** THE INPUT follows **

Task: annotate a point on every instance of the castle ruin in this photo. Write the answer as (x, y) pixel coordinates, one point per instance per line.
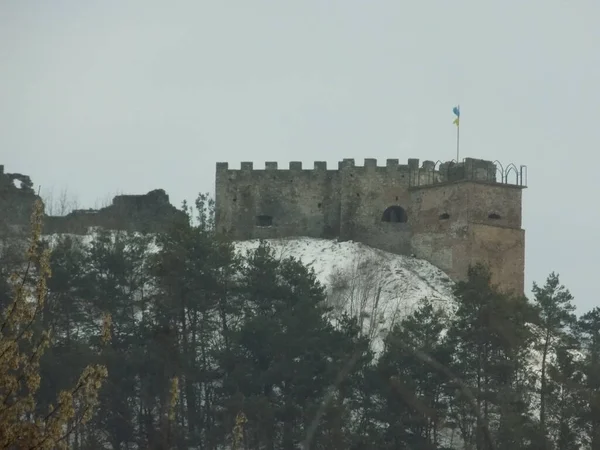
(452, 214)
(149, 213)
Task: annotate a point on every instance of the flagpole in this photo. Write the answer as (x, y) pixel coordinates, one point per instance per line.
(458, 138)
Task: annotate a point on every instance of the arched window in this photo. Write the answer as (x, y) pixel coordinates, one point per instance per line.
(264, 221)
(395, 214)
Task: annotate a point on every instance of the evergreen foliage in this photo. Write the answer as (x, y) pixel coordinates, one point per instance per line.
(209, 349)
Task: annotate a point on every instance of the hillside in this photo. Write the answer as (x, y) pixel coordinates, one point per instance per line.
(378, 286)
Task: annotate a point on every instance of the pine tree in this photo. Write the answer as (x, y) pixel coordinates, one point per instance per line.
(285, 357)
(20, 351)
(491, 339)
(414, 390)
(556, 314)
(589, 331)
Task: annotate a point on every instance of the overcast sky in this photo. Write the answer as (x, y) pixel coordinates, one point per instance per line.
(105, 97)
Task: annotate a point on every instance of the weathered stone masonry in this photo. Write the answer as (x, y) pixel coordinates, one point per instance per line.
(151, 212)
(451, 214)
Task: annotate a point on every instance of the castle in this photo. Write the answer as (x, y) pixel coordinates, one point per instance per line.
(452, 214)
(151, 212)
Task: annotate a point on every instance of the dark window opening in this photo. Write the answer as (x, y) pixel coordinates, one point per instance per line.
(264, 221)
(395, 214)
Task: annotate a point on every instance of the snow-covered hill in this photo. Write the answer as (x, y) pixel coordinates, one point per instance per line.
(378, 286)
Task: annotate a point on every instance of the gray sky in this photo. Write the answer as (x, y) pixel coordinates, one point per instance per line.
(114, 96)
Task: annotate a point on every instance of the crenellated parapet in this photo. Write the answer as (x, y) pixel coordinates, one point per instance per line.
(418, 174)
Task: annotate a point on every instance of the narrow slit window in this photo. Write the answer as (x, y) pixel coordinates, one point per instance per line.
(264, 221)
(395, 214)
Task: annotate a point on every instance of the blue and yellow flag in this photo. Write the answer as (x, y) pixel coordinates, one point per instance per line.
(456, 111)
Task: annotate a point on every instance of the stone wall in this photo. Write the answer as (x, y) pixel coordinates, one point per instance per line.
(151, 212)
(451, 214)
(273, 203)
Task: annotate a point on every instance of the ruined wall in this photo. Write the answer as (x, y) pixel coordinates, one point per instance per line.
(151, 212)
(464, 222)
(16, 201)
(148, 213)
(503, 249)
(453, 214)
(274, 203)
(366, 193)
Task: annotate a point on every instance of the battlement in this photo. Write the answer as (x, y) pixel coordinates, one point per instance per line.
(424, 174)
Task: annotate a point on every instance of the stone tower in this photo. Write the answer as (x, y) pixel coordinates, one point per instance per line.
(450, 214)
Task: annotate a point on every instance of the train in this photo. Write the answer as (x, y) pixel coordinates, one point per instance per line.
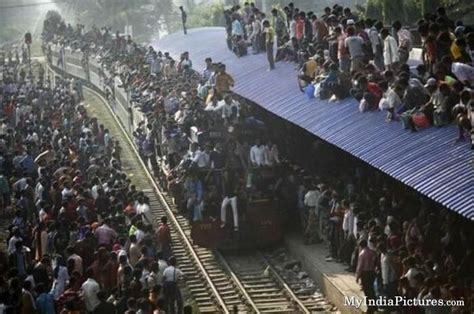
(261, 215)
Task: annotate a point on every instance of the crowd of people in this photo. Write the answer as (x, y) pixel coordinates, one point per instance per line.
(82, 235)
(341, 55)
(418, 254)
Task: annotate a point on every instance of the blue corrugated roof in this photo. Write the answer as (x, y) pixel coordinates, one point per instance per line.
(430, 161)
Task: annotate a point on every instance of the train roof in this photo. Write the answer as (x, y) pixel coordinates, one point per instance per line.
(430, 161)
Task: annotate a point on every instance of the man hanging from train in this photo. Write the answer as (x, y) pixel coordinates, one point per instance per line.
(232, 187)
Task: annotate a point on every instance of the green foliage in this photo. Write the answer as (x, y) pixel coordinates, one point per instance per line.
(408, 11)
(207, 15)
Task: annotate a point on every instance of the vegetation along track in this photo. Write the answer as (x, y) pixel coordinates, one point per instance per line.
(225, 283)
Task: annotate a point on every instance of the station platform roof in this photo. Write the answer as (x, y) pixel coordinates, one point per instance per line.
(430, 161)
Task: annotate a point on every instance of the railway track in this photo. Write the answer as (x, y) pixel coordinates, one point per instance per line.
(217, 282)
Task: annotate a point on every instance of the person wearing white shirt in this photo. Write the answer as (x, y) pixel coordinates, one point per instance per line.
(311, 199)
(348, 221)
(171, 276)
(201, 158)
(410, 264)
(257, 154)
(76, 258)
(144, 209)
(228, 108)
(391, 55)
(388, 271)
(90, 288)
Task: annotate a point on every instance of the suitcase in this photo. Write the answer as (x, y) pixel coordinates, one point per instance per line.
(440, 117)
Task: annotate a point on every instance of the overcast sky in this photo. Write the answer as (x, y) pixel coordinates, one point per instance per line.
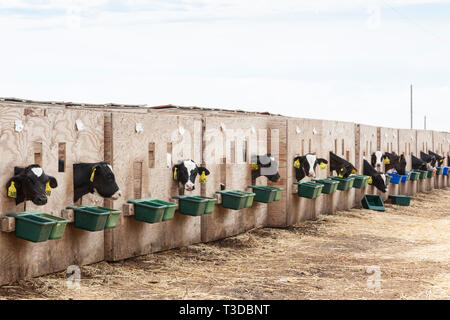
(349, 60)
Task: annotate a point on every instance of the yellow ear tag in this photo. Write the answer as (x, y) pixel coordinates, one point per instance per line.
(254, 166)
(203, 177)
(92, 175)
(48, 189)
(175, 175)
(12, 192)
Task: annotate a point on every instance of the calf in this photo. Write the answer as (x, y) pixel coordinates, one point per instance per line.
(96, 178)
(342, 167)
(439, 159)
(30, 183)
(185, 172)
(377, 160)
(395, 162)
(265, 165)
(306, 166)
(418, 164)
(430, 160)
(376, 179)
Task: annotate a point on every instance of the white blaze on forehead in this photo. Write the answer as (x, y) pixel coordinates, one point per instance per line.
(190, 165)
(378, 155)
(311, 158)
(37, 171)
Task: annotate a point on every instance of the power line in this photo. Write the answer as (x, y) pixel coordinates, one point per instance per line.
(420, 26)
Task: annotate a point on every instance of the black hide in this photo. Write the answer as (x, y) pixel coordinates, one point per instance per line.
(29, 186)
(183, 177)
(341, 166)
(439, 159)
(377, 178)
(267, 167)
(104, 180)
(303, 170)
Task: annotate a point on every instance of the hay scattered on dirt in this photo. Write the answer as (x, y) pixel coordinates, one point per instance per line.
(322, 259)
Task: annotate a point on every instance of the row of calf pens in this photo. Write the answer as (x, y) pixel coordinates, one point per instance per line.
(143, 143)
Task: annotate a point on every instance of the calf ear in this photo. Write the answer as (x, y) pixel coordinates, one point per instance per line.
(175, 172)
(53, 182)
(203, 169)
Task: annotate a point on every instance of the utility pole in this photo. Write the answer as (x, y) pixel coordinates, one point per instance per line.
(411, 108)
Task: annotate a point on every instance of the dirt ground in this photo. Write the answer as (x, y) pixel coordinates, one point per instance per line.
(328, 258)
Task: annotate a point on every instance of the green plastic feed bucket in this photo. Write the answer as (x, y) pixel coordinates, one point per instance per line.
(400, 200)
(373, 202)
(344, 183)
(58, 228)
(169, 211)
(414, 175)
(329, 186)
(233, 200)
(309, 190)
(263, 193)
(90, 218)
(191, 205)
(360, 181)
(148, 210)
(32, 227)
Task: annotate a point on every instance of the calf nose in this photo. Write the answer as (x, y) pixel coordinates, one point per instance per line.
(116, 195)
(40, 200)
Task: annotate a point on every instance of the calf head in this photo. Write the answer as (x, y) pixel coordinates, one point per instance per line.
(429, 160)
(185, 172)
(342, 167)
(265, 165)
(439, 159)
(418, 164)
(376, 179)
(306, 166)
(95, 177)
(377, 160)
(30, 183)
(395, 162)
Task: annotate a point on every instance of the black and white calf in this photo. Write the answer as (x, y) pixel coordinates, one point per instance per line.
(30, 183)
(418, 164)
(430, 160)
(342, 167)
(265, 165)
(377, 160)
(185, 172)
(439, 159)
(306, 166)
(395, 162)
(377, 179)
(95, 177)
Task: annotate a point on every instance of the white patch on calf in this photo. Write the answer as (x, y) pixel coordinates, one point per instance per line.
(37, 171)
(378, 155)
(190, 166)
(311, 158)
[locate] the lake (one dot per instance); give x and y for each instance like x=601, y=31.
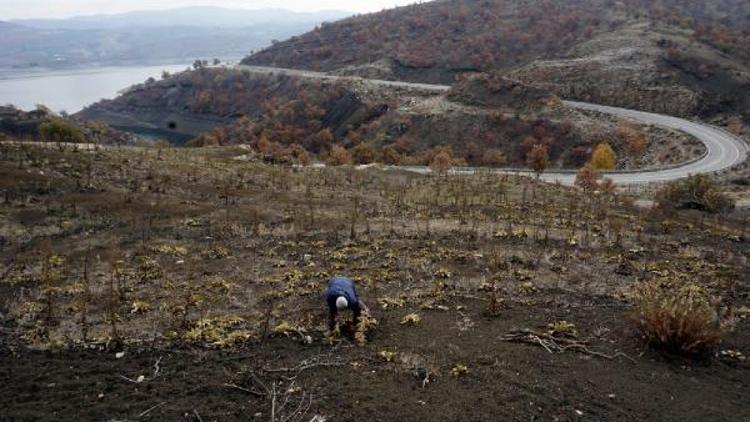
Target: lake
x=72, y=90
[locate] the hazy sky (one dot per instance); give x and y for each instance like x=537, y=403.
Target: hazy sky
x=21, y=9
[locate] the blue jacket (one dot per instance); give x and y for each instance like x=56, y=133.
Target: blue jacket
x=338, y=287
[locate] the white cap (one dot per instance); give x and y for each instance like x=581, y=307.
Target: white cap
x=342, y=303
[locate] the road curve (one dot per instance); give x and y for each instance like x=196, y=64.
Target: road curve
x=724, y=150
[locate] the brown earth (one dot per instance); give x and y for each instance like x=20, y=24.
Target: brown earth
x=219, y=265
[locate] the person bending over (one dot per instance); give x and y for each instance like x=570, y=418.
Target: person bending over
x=341, y=295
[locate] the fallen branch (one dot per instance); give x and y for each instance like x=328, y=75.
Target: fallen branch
x=305, y=365
x=557, y=344
x=147, y=411
x=247, y=390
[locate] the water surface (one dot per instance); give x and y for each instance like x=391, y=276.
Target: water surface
x=72, y=90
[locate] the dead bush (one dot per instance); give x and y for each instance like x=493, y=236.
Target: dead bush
x=678, y=319
x=696, y=192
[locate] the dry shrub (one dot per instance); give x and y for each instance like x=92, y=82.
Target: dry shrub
x=697, y=192
x=678, y=319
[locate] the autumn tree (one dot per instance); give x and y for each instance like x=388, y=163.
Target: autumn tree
x=587, y=178
x=391, y=155
x=58, y=130
x=442, y=162
x=339, y=156
x=604, y=157
x=364, y=154
x=538, y=159
x=493, y=158
x=734, y=125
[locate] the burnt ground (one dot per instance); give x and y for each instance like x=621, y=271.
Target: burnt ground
x=506, y=381
x=201, y=341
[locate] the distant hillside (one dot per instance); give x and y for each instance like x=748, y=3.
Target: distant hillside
x=484, y=121
x=175, y=36
x=207, y=17
x=700, y=47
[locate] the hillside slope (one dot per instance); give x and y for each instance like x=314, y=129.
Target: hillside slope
x=699, y=51
x=483, y=121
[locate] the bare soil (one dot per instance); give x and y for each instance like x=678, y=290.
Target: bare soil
x=213, y=270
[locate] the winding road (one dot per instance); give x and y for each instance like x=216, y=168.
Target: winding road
x=724, y=150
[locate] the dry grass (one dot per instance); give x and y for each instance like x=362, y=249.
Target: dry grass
x=677, y=319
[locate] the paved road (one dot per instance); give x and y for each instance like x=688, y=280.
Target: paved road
x=723, y=149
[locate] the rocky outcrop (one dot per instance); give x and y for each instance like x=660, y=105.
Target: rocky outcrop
x=493, y=90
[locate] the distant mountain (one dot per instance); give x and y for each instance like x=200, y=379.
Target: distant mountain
x=149, y=37
x=681, y=57
x=206, y=17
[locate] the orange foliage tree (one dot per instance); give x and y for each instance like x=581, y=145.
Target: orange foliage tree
x=604, y=157
x=538, y=159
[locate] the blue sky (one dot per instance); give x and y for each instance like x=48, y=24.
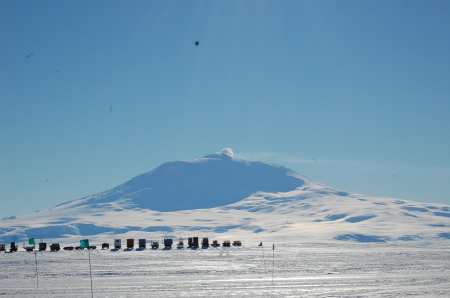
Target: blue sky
x=353, y=94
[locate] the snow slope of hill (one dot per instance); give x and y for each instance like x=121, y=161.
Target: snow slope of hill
x=223, y=197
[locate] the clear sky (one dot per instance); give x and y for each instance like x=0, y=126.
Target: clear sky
x=352, y=94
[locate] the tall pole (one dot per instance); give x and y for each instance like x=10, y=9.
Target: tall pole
x=264, y=260
x=90, y=272
x=273, y=261
x=37, y=274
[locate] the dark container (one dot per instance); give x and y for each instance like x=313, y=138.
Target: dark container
x=142, y=243
x=42, y=246
x=168, y=242
x=55, y=247
x=205, y=242
x=130, y=243
x=13, y=247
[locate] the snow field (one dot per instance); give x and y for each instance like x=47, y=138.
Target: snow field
x=299, y=270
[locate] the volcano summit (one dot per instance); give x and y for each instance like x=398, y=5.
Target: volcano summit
x=219, y=194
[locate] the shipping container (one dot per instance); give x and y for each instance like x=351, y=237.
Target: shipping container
x=55, y=247
x=130, y=243
x=168, y=243
x=13, y=247
x=42, y=246
x=205, y=242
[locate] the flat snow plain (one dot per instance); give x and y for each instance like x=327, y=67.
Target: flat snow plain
x=299, y=270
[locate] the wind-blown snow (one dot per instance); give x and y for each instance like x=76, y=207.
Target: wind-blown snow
x=300, y=270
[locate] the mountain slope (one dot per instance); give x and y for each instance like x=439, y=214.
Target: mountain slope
x=220, y=196
x=212, y=181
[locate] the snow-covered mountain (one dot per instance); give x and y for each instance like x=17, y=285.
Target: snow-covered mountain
x=224, y=197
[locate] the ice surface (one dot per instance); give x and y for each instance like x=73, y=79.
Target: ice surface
x=299, y=270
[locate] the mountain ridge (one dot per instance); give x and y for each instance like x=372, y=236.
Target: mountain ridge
x=246, y=199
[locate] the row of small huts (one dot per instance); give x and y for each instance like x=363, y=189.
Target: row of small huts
x=193, y=242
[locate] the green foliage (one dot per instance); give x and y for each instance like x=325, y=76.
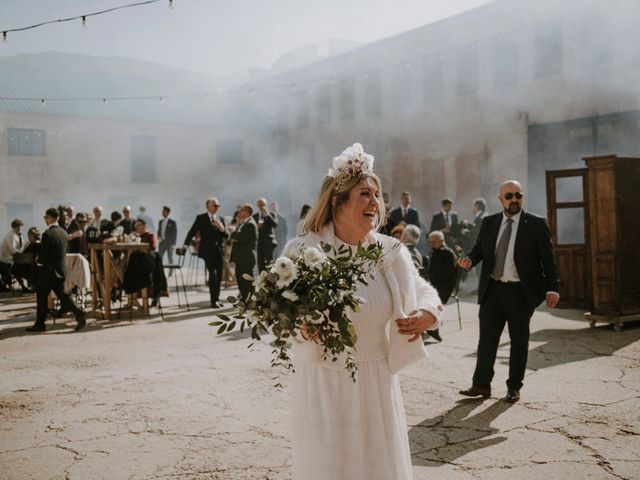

** End of THE INPUT **

Beginning with the line holding "[locate] the brown" and ending with the line holding "[locate] the bare", write out the stretch of material above exactly; add no further lines.

▶ TASK RESPONSE
[locate] the brown earth (one dot per instance); give x and y for each instance like x=20, y=24.
Target: brown earth
x=219, y=265
[locate] the person bending over (one dot per instance); give x and y for each instance like x=570, y=418.
Target: person bending over
x=341, y=295
[locate] the fallen branch (one dot per instance); give x and y for each instance like x=328, y=75.
Target: fallen branch
x=305, y=365
x=557, y=344
x=147, y=411
x=247, y=390
[locate] the water surface (one dot per instance); give x and y for each instance like x=391, y=276.
Target: water surface
x=72, y=90
[locate] the dead bush (one dot per instance); give x and y for each instance like x=493, y=236.
Target: dead bush
x=678, y=319
x=696, y=192
[locate] the dry shrub (one dot per instance); give x and y for each instance like x=92, y=82.
Target: dry shrub
x=697, y=192
x=678, y=319
[locate] the autumn tree (one dot per instance); give x and y for each instance like x=388, y=163.
Target: autumn tree
x=587, y=178
x=391, y=155
x=58, y=130
x=442, y=162
x=339, y=156
x=604, y=157
x=364, y=154
x=538, y=159
x=493, y=158
x=734, y=125
[locate] the burnt ground (one dot per instance); give x and y for each instance like x=621, y=271.
Target: burnt ground
x=506, y=381
x=201, y=341
[locate] the distant hillside (one dot per instance); give x and y for each instance like x=748, y=3.
Target: distant hillside
x=484, y=121
x=175, y=36
x=207, y=17
x=700, y=47
[locate] the hillside slope (one dot per instance); give x and y for each instance like x=314, y=129.
Target: hillside slope
x=699, y=51
x=483, y=121
[locate] the bare soil (one dot per instance); give x and y for each instance like x=678, y=290.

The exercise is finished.